Os trabalhos de Bruno Moreschi envolvem a desconstrução de sistemas e a decodificação de procedimentos e práticas sociais nos campos das artes, museus, cultura visual e tecnologia. O artista busca oferecer outras leituras ou ainda explorar as estruturas internas de organizações, para além de seus discursos oficiais, como fez em 2018, com seu projeto para a 33ª Bienal de São Paulo – Afinidades afetivas.
Intitulado Outra 33ª Bienal de São Paulo, o projeto de Moreschi criou análises de imagens da Bienal por inteligências artificiais; faixas do audioguia com comentários de funcionários da mostra; ampliações dos textos da Bienal; filmagens não convencionais da montagem e registros das reações do público.
Outra 33ª Bienal de São Paulo, 2018
Acho que o projeto tinha uma certa discrição que até hoje me fascina. Quando o Gabriel [Pérez-Barreiro, curador da 33ª Bienal] me convidou, eu primeiramente pensei que seria impossível para mim construir algo em diálogo com a potência (autoritária por vezes?) da arquitetura do Niemeyer do Pavilhão. Por isso, eu adorei a saída de que teríamos um website e que o projeto verdadeiramente é o conteúdo criado ali. Também que, tão logo acabasse a Bienal, ele iria fazer parte de algum modo do arquivo da instituição, ou seja, iria ter sobrevivido à arquitetura modernista. Alguns visitantes daquela Bienal se espantaram com o fato de que meu nome aparecia em vários locais da Bienal, mas não havia de fato uma instalação artística relevante no espaço de minha autoria. Achei engraçado e bonito isso.
Audioguia: mais vozes
Há uma ação no projeto da 33ª Bienal que envolveu um grande engajamento com trabalhadores da manutenção da Bienal (faxineiros, montadores, monitores de público etc.) que também trouxe informações muito preciosas sobre o sistema da arte ali colocado em pé. Eu me interesso por esse arquivo de trabalhadores. É informação importante, relevante – e que infelizmente as instituições culturais tendem a negligenciar. Adoraria que mais pessoas soubessem do trabalho do Iraildo Brito, operador de empilhadeira da Bienal – o único motorista de empilhadeira do Brasil que consegue dirigir o veículo nas curvas sinuosas de Oscar Niemeyer que caracterizam o Pavilhão. Este homem é em parte responsável por transportar os trabalhos artísticos mais pesados para os andares superiores do prédio. Foi ele quem transportou os aquários de vacas do Damien Hirst, por exemplo. Por que seu conhecimento não é tratado como legítimo no arquivo da Bienal? Talvez eu me interesse mais sobre o que ele pensa sobre as vacas em formol do que o próprio Hirst. Na verdade, certamente. Ao menos nos quesitos materialidade e espaço em relação a essa obra, Iraildo tem muito mais a dizer do que o artista britânico.

-----

PEDIDO ESCRITO A –
Redigite o trecho do texto sobre o projeto de Bruno Moreschi que começa em "Outra 33ª Bienal de São Paulo, 2018" e vai até "e bonito isso.", incluindo estas últimas palavras.

-----

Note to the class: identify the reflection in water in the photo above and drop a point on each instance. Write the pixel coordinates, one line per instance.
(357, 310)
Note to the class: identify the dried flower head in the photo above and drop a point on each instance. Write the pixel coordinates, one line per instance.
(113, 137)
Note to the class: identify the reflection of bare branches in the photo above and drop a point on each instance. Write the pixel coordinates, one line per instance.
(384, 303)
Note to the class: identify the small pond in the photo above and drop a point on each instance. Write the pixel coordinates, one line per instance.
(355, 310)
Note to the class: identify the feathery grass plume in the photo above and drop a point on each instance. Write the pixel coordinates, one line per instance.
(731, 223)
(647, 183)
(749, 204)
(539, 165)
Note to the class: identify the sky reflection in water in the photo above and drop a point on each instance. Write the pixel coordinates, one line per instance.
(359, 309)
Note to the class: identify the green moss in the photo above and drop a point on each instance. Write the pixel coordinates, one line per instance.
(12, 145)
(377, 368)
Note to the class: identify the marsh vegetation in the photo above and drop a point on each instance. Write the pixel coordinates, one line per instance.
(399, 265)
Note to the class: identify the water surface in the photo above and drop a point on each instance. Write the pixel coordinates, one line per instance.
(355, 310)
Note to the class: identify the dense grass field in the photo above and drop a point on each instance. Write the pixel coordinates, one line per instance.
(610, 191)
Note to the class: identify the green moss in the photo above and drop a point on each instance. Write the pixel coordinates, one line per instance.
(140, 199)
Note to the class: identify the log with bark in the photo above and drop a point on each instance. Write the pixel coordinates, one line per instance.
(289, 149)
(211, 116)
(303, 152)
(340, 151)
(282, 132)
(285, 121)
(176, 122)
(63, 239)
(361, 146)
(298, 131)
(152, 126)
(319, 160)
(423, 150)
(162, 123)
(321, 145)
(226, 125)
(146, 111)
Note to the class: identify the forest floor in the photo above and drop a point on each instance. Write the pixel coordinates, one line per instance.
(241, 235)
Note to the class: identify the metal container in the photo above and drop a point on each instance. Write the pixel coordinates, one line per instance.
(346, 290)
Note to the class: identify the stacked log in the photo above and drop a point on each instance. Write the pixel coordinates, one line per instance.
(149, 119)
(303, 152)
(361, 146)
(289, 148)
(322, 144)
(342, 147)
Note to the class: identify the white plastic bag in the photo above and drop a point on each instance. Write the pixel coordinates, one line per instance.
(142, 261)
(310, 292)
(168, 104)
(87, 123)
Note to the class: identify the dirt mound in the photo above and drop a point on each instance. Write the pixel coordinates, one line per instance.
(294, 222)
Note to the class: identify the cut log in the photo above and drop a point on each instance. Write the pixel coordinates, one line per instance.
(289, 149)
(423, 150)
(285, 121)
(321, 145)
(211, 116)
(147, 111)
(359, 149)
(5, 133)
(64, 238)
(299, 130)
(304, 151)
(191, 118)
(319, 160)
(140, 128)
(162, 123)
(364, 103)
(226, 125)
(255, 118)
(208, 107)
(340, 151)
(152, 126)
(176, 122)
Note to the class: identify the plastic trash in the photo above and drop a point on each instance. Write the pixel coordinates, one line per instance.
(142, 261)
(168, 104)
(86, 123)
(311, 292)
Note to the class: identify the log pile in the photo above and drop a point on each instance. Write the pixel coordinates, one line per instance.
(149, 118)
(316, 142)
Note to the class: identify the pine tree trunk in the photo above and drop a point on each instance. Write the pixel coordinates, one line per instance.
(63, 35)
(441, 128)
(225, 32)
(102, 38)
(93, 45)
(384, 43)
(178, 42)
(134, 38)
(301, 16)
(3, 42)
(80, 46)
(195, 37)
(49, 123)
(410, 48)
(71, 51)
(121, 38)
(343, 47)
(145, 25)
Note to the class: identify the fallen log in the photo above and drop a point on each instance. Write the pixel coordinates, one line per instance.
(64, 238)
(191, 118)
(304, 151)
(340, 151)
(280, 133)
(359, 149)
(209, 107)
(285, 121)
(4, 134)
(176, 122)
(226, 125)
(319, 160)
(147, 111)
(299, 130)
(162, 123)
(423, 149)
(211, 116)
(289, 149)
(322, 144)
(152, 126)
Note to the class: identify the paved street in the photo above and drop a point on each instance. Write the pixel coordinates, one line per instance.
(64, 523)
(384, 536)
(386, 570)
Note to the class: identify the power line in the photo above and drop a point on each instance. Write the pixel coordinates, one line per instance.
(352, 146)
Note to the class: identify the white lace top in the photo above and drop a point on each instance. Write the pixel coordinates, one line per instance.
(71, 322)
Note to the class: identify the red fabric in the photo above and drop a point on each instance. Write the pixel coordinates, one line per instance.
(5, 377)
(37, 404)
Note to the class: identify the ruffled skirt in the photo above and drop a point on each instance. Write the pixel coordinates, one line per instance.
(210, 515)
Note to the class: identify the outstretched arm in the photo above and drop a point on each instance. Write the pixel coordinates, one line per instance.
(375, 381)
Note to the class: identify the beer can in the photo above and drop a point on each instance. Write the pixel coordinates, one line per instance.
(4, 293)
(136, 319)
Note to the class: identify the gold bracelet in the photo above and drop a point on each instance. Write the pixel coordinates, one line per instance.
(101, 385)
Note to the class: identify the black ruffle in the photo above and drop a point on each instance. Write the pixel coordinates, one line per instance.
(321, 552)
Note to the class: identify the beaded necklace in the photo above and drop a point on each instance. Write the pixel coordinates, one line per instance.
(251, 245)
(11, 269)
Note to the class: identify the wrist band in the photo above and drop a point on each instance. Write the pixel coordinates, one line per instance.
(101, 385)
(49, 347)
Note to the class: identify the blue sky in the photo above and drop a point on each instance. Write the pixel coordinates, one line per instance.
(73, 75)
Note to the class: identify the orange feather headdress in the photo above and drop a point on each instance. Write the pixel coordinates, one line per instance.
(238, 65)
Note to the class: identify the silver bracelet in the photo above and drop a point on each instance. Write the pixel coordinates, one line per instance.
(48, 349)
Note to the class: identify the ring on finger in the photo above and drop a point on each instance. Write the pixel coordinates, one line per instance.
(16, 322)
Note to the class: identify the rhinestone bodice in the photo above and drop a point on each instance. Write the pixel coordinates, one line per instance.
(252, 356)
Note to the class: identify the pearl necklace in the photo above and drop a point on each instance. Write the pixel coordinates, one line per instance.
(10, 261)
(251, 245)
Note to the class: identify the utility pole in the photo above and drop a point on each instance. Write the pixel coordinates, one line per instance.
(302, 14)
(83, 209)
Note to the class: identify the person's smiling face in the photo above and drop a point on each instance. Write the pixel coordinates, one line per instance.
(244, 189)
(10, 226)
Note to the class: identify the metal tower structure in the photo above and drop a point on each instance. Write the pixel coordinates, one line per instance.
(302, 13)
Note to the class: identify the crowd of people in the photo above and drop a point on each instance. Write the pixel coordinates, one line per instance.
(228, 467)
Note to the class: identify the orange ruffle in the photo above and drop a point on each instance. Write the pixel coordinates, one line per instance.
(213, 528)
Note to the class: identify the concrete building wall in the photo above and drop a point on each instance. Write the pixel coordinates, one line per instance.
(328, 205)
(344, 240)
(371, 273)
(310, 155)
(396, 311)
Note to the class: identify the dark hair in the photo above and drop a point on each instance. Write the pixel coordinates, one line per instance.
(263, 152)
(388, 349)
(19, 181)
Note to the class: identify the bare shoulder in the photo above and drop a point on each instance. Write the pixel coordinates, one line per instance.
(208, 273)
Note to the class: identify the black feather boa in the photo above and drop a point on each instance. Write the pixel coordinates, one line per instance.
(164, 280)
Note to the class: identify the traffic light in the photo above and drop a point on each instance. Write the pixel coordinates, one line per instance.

-----

PEDIDO ESCRITO B –
Extraia da listagem cada linha em que aparece a palavra "white".

RESULTADO DO EXERCÍCIO A –
Outra 33ª Bienal de São Paulo, 2018
Acho que o projeto tinha uma certa discrição que até hoje me fascina. Quando o Gabriel [Pérez-Barreiro, curador da 33ª Bienal] me convidou, eu primeiramente pensei que seria impossível para mim construir algo em diálogo com a potência (autoritária por vezes?) da arquitetura do Niemeyer do Pavilhão. Por isso, eu adorei a saída de que teríamos um website e que o projeto verdadeiramente é o conteúdo criado ali. Também que, tão logo acabasse a Bienal, ele iria fazer parte de algum modo do arquivo da instituição, ou seja, iria ter sobrevivido à arquitetura modernista. Alguns visitantes daquela Bienal se espantaram com o fato de que meu nome aparecia em vários locais da Bienal, mas não havia de fato uma instalação artística relevante no espaço de minha autoria. Achei engraçado e bonito isso.

RESULTADO DO EXERCÍCIO B –
Note to the class: identify the white plastic bag in the photo above and drop a point on each instance. Write the pixel coordinates, one line per instance.
Note to the class: identify the white lace top in the photo above and drop a point on each instance. Write the pixel coordinates, one line per instance.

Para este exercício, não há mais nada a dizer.